→ Given instruction A
Which places appear in the sign-offs of the letters to Jim Brown? List each one.

I was dumbfounded to see where one of the jurors in your case came forward and said you should not have been convicted. In my experience, this is unique. I’ve never heard of this happening before. It just shows how unfairly you were treated. When I saw the juror on television saying, “You never should have gone to prison” and “She wishes she could change the verdict and turn you loose,” I almost wanted to cry. God be with you Jim Brown.
S.R. from Lafayette, LA
Jim, you’ve been an inspiration to my family and many of my friends. You’ve handled this terrible tragedy with such class. It was so unfair what these federal people did to you. Many of us in Louisiana are very proud of you, thought you did a wonderful job in public life, and feel like you were so unjustly treated. But history will be kind to you because of the way you handled this entire matter.
Sarah from Hammond, Louisiana
I read every one of your columns when you were up in Oakdale, and I look forward to reading your columns every Thursday. We talk about them at work, and we spread them throughout the office. I read state and local columns; no one has the overall perspective with the human touch that you seem to, Mr. Brown. You have so many fans in the way you have carried on after the unfairness that happened to you and your family. You really are an inspiration. I hope you will write your columns for a long time to come, and I will be one of the first to buy your book.
K.R. from Jackson, Mississippi
We love your columns each week even though we don’t live in Louisiana. In fact, I print them out and discuss them at the dinner table. I’ve never heard of anyone who made the best of a really bad situation like you have. We all really laughed about your line that you have turned “chicken _ _ _ _ into chicken salad.” How true, and a good lesson for all of us. We want you to know that we appreciate what you”ve done for the state and the country. We will be readers for as long as you keep writing both your columns and your books. Godspeed, Mr. Brown.

→ Listed entries

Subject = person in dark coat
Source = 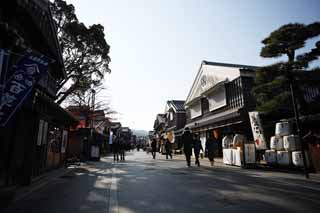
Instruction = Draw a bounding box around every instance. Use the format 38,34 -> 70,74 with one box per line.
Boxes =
151,138 -> 157,159
164,138 -> 172,159
112,138 -> 119,161
182,127 -> 193,167
193,134 -> 203,166
119,138 -> 126,161
206,135 -> 217,166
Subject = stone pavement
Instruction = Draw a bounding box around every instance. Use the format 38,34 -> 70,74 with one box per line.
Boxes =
1,151 -> 320,213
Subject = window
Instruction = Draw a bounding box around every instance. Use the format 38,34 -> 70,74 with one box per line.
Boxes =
201,97 -> 209,114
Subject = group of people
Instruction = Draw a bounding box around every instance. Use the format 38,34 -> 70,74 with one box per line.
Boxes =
182,128 -> 215,167
112,138 -> 126,161
151,128 -> 216,167
151,138 -> 172,159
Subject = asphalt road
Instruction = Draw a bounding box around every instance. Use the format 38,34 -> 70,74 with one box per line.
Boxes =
5,151 -> 320,213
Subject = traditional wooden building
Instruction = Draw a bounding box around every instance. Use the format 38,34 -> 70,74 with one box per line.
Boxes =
153,114 -> 166,137
67,106 -> 110,160
165,100 -> 186,150
185,61 -> 257,155
0,0 -> 77,194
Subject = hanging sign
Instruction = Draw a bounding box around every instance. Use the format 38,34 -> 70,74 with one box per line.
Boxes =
0,51 -> 48,126
249,111 -> 267,150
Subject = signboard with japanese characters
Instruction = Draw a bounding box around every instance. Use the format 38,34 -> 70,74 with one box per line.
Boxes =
0,51 -> 48,126
249,111 -> 267,150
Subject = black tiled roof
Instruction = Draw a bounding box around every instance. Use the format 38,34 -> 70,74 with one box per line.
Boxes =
168,100 -> 185,111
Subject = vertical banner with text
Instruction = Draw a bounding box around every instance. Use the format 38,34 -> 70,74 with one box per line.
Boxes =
0,51 -> 48,126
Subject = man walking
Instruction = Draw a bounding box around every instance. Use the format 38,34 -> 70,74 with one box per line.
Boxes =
119,138 -> 126,161
193,134 -> 203,166
165,138 -> 172,159
206,134 -> 217,166
151,138 -> 157,159
182,127 -> 193,167
112,137 -> 120,161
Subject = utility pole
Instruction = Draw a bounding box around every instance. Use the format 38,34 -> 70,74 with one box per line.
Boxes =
290,81 -> 309,179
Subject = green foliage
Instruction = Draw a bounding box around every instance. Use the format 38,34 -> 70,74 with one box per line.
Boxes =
51,0 -> 110,103
252,22 -> 320,115
260,22 -> 320,62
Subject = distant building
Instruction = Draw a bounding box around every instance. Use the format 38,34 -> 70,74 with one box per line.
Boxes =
165,100 -> 186,149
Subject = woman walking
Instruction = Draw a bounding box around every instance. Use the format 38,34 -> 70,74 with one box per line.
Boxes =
206,135 -> 216,166
193,134 -> 203,166
151,138 -> 157,159
182,127 -> 193,167
164,138 -> 172,159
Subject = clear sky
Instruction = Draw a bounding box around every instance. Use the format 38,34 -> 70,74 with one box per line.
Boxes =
67,0 -> 320,130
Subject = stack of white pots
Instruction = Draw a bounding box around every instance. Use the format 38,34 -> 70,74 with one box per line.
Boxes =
265,121 -> 303,166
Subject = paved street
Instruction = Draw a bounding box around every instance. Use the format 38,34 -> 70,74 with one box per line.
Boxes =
6,151 -> 320,213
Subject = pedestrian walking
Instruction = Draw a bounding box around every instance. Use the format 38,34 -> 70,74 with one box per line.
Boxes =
164,138 -> 172,159
151,138 -> 157,159
182,127 -> 193,167
119,139 -> 126,161
206,135 -> 217,166
112,138 -> 120,161
193,134 -> 203,166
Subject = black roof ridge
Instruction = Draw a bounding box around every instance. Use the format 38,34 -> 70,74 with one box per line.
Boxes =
202,60 -> 259,69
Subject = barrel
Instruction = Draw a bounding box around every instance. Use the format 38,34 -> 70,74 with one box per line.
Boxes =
292,151 -> 310,167
277,151 -> 291,166
283,135 -> 301,151
270,136 -> 283,151
264,150 -> 277,164
276,121 -> 291,136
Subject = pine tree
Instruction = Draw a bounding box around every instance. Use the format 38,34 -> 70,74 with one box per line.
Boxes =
252,22 -> 320,116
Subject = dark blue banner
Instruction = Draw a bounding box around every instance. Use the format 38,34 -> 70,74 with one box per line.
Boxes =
0,51 -> 48,126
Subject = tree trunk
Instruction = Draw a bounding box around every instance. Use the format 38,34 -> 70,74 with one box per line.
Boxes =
57,83 -> 77,104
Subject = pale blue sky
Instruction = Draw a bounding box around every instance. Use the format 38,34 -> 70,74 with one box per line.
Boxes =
67,0 -> 320,130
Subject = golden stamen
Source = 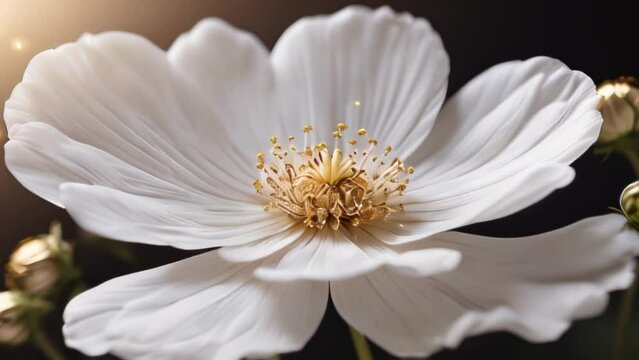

→ Given instruction B
In the records, take the lines from the line with "Subject = window" up to and including the line with "112,137 -> 120,161". Write out only those lines, changing every "Subject" to "Target" and leaving everything else unchanged.

→ Solution A
Lafayette, LA; Hammond, Louisiana; Jackson, Mississippi

→ Solution B
Target = window
Instruction = Draw a bounding box around every instance. Use the format 38,34 -> 70,74 with one box per line.
Boxes =
201,97 -> 209,114
Target = group of people
Instruction = Draw a bounding box around every instance. Use the format 38,34 -> 70,74 with one box per line.
Boxes =
182,128 -> 215,167
112,138 -> 126,161
151,128 -> 216,167
151,138 -> 172,159
Target = asphalt road
Instruction = Draw a bounding box around every instance. Use the format 38,34 -> 70,74 with one box per line.
Boxes =
5,151 -> 320,213
Target = traditional wooden building
Instruction = Draw a bounding box around every instance. Use the format 38,34 -> 70,74 with one box per line.
Boxes =
153,114 -> 166,137
67,106 -> 110,160
165,100 -> 186,150
185,61 -> 257,155
0,0 -> 77,194
Target = hanging sign
Instruction = Draw a bounding box around every instance. Use the format 38,34 -> 70,74 with one box per line.
Boxes =
0,51 -> 48,126
249,111 -> 267,150
Target = signboard with japanese characters
Instruction = Draw a bounding box around every instance. Use the format 38,34 -> 70,74 with one box per line.
Boxes =
0,51 -> 48,126
249,111 -> 267,150
Target = black tiled roof
Instruction = Draw a bounding box around every instance. Use the format 38,34 -> 70,74 with one box per line.
Boxes =
168,100 -> 185,111
Target = vertical banner with text
Instruction = Draw a bounding box around every instance. Use the format 38,34 -> 70,74 with one box per line.
Boxes =
0,51 -> 48,126
Target = man walking
Instruction = Draw a bounding box around every instance. Use the format 38,34 -> 70,74 with one box per line.
Boxes =
119,138 -> 126,161
193,134 -> 203,166
165,138 -> 172,159
206,134 -> 217,166
151,138 -> 157,159
182,127 -> 193,167
112,137 -> 120,161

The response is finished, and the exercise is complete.